Written task 1:
Duplicate the rows from their very first line through the line containing "positive clicks: (472, 133)", including both of those lines.

Top of Document text

Sometimes people say silly things — including me. We’re only human, after all. In 2009, when I first announced my plans to move to France and teach English, leaving my stable life in NYC behind, people would often respond the same way. I’d hear some variation of, “OMG! You’re so lucky!” seemingly wanting to escape their routine for something new too. I usually responded with a, “Yeahhh, thanks? I’m looking forward to it!” not really knowing what to say. I did know one thing, though — pure luck had nothing to do with me ending up in France.
Are we “lucky” to live abroad?
Let’s start with the concept of luck. Merriam Webster tells us that luck is most commonly thought of as “the things that happen to a person because of chance: the accidental way things happen without being planned.”
When I think of luck, I think of winning the lottery or getting a free coffee because I was the 100th customer of the morning.
These things happen by complete chance and your efforts have very little impact on the outcome.
So what about when people tell me I’m lucky to be living abroad?
Well, it makes me feel weird. There was nothing “lucky” about me making the deliberate choice to pursue a life in France back in 2009 and then taking the necessary steps to make it happen. And then doing it again more permanently in 2011.
But before I continue, let me get this out of the way. I am lucky but not because I live in France. I’m lucky I was born healthy to two parents who wanted me and had the means to take care of me. I’m lucky I was born in a country that affords its citizens freedoms that many people around the world don’t have. I’m lucky to have first world privilege. I’m lucky to have a loving family and group of friends. I’m lucky the timing of my move worked out. I’m lucky to have found Tom and the list goes on…
But am I lucky to be living in France? No. It’s not the right word.

Bottom of Document text
Top of Records supplied

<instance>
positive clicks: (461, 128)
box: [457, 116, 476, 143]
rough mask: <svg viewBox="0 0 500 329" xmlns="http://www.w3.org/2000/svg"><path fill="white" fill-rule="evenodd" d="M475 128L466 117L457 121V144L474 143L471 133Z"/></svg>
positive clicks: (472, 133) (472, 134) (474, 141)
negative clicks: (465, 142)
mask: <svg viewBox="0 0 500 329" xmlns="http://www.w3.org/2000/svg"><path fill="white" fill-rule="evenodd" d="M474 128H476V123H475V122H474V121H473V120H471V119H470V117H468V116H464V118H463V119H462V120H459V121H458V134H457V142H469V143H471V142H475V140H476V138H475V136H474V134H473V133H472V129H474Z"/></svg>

Bottom of Records supplied

Written task 2:
Go on with the essay above about whether living abroad is a matter of luck, picking up from where it stops.

Exercise response 1:
<instance>
positive clicks: (461, 128)
box: [457, 116, 476, 143]
rough mask: <svg viewBox="0 0 500 329" xmlns="http://www.w3.org/2000/svg"><path fill="white" fill-rule="evenodd" d="M475 128L466 117L457 121V144L474 143L471 133Z"/></svg>
positive clicks: (472, 133) (472, 134) (474, 141)

Exercise response 2:
I chose to move to Paris (originally had nothing to do with Tom, I moved the first time for a 7-month teaching contract and you can read more about the backstory here) because it’s what I wanted and I made it happen. I am extremely fortunate that I’m the type of person to set my mind to something and then do it.
I’m also fortunate to have had a job that allowed me to save and the know-how that allowed me to just go for it. As well as a good education and the support of friends and family.
Fortunate seems like a better word.
A former English teaching assistant in France, Courtney, had similar sentiments and wrote this in an old, now-defunct blog post:
“Luck implies that circumstances outside of my control made it possible, and I know that I am in control of my own destiny. I refuse to make excuses or blame the forces of the universe for my circumstances.”
Courtney goes on:
“Making a huge life change takes a little gusto—a passion for living the life that you want and a willingness to sacrifice creature comforts to make it happen. Most importantly, it means making your dreams a priority above all else.”
Amen, sistah. Fortunate is a better way to describe it.
What I’ve come to learn is that, “You’re so lucky,” actually means, “I’m so impressed that you were able to make such a huge life change.”
The people who say this usually want more out of life too. Maybe a change for themselves or their family, and maybe they aren’t sure how to get there or what that change is for them.
For me, that change was moving across the Atlantic, but not all big changes require an actual change of your physical location. Those who tell me I’m lucky place a high value on living abroad. They think of it as something admirable. But it’s not right for everyone. Moving abroad would be the last thing on many people’s priority lists and not something desirable at all and that’s OK.
But we all probably want something out of life that we don’t currently have.
What’s holding you back? What do you want out of your life right now? Think on that for a minute….
If you want something bad enough, you will do what it takes to get there.
No one is going to hold your hand and force you to chase your dreams. That comes from within. Part of being an adult is giving yourself the permission you desire. Say OK to yourself and go for it.
So back to being lucky. I’m not lucky because I moved to France. I just made the decision to quit my job and move abroad.
But before doing that, let me stress that making such a huge life change takes a lot of work. Work that I happily did day in and day out. It takes planning, savings, patience and focus, for starters.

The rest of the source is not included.